→ About this task: Could you copy, word for word, only the lines from the one containing "of the accordion-folded" through the last line of the records below, both included?

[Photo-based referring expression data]
[Start of Attachment]

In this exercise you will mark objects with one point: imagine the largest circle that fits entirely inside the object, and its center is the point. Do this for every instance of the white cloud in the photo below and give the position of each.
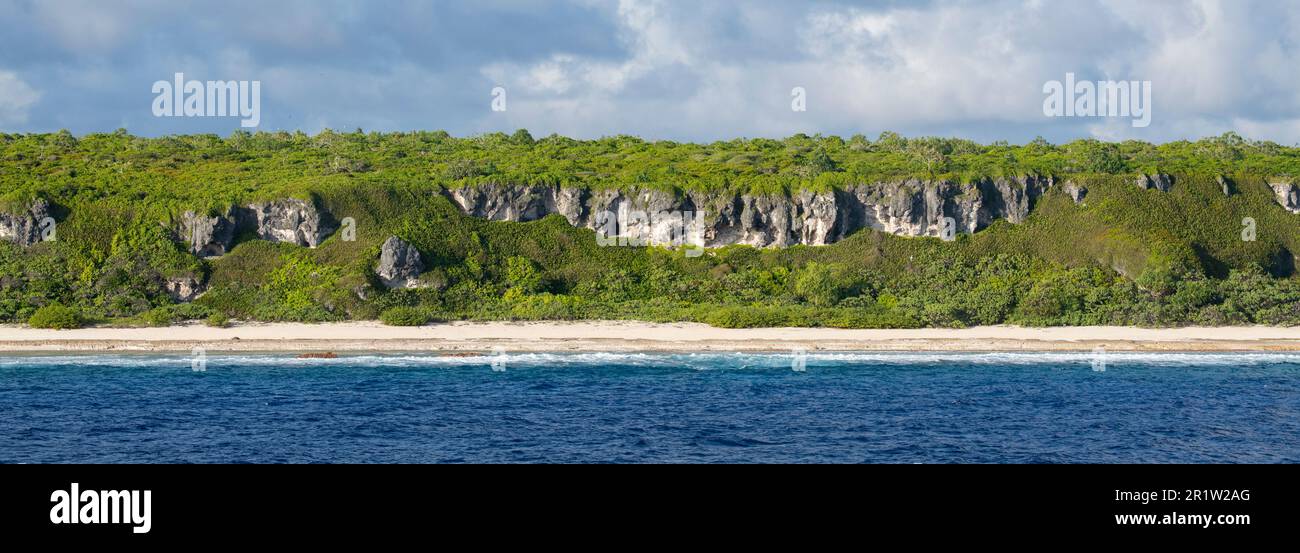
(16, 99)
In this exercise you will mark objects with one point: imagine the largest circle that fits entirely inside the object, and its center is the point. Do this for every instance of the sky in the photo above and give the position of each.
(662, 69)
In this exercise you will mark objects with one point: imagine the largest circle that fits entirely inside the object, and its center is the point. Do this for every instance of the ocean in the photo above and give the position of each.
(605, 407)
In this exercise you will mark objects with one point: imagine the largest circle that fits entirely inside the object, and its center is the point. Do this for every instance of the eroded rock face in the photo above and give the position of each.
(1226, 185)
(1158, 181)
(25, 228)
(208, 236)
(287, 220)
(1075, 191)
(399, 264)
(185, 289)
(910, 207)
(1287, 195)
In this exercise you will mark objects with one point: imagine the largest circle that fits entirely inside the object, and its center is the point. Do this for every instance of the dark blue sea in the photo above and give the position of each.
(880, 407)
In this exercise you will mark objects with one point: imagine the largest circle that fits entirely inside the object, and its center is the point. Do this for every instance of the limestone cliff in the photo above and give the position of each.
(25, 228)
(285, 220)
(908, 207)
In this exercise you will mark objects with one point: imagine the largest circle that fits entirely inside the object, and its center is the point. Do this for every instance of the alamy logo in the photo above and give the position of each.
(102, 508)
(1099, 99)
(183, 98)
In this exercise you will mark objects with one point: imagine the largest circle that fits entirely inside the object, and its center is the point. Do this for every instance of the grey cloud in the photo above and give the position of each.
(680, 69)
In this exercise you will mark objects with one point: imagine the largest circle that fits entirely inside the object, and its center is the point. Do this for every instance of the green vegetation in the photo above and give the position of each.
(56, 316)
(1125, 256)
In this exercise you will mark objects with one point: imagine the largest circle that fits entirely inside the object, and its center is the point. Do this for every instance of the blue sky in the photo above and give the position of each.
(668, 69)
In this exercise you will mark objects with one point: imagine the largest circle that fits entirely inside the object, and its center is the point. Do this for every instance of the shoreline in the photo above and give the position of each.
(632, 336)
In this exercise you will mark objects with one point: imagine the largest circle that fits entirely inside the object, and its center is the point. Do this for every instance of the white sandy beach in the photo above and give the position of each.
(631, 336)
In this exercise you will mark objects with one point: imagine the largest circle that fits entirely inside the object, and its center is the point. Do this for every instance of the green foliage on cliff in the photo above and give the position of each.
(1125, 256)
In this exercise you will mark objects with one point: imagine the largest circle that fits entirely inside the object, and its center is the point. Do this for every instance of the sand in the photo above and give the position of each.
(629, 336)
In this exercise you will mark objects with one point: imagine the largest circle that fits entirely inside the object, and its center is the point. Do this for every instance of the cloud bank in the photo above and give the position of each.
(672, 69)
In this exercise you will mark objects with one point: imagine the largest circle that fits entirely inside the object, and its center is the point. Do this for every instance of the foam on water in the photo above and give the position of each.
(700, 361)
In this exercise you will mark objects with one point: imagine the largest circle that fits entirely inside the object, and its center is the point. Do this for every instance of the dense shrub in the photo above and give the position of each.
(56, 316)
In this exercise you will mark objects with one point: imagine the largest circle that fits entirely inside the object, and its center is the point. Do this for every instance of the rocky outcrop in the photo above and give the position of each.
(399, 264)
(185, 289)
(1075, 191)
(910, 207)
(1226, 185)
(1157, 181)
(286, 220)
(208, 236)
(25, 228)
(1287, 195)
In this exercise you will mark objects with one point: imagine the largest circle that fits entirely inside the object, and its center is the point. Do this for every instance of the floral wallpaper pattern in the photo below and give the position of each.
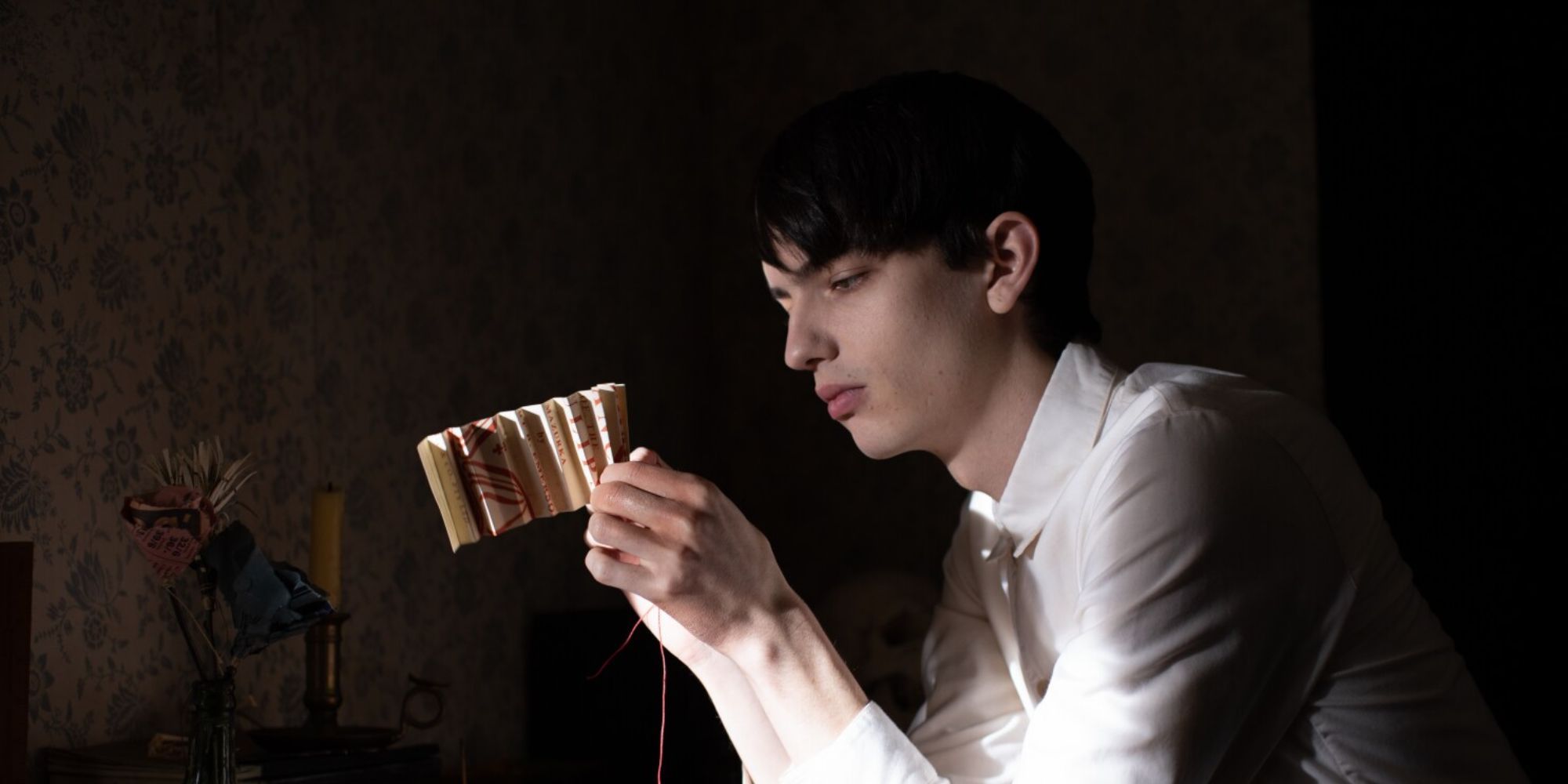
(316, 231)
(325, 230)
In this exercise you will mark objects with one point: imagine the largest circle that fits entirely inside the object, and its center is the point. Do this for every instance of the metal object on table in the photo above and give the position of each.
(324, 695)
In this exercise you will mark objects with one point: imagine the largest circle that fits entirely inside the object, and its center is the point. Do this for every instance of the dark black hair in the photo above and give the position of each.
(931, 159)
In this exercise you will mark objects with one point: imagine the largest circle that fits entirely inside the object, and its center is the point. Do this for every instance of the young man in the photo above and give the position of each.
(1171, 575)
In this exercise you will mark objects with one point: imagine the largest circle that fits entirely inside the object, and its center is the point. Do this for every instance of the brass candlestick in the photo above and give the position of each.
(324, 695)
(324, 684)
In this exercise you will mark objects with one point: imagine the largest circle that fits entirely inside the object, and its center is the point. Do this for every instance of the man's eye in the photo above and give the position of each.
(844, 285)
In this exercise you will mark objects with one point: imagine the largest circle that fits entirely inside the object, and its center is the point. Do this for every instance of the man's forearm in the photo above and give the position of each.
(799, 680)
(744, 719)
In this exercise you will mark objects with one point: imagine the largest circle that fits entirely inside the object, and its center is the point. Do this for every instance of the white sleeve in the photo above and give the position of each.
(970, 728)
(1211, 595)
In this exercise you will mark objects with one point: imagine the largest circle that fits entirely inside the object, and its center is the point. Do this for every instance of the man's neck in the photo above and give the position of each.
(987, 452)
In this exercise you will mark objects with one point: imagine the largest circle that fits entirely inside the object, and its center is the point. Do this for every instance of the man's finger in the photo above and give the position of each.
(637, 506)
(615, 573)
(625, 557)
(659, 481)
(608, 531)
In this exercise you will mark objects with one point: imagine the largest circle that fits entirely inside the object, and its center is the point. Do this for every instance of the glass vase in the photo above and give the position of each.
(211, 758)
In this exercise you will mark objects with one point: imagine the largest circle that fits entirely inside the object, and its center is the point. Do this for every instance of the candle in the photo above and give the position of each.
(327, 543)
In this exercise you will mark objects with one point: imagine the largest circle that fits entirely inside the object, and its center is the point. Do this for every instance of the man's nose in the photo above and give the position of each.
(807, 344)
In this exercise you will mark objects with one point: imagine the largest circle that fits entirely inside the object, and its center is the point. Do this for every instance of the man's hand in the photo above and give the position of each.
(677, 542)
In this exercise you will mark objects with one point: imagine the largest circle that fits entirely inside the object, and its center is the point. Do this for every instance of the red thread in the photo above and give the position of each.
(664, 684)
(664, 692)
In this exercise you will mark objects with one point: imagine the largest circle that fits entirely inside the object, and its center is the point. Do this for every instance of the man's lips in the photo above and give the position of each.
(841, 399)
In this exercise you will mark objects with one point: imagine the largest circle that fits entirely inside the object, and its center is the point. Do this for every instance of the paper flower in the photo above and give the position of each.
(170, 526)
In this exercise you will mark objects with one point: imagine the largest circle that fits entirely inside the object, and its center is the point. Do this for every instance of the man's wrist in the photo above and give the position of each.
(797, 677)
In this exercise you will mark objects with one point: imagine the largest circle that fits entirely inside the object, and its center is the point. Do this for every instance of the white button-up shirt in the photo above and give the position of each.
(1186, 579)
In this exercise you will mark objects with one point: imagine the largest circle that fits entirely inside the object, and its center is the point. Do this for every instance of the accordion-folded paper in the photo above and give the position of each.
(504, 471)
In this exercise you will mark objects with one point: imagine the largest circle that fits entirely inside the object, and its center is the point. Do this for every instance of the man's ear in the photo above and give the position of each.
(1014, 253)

[End of Attachment]

→ Written response:
In this exercise you will mark objects with one point: imagine the largest circle that fits entirely inside the object, and its center is the point. Do this for every instance of the accordion-folded paper in the photo above and give the position of each.
(504, 471)
In this exercise you will mark objects with one point: imagine the largest circle that fits entirely inside the object, and its center is the point. Do this for every instance of the man's ear in the photo above and give the position of each.
(1014, 253)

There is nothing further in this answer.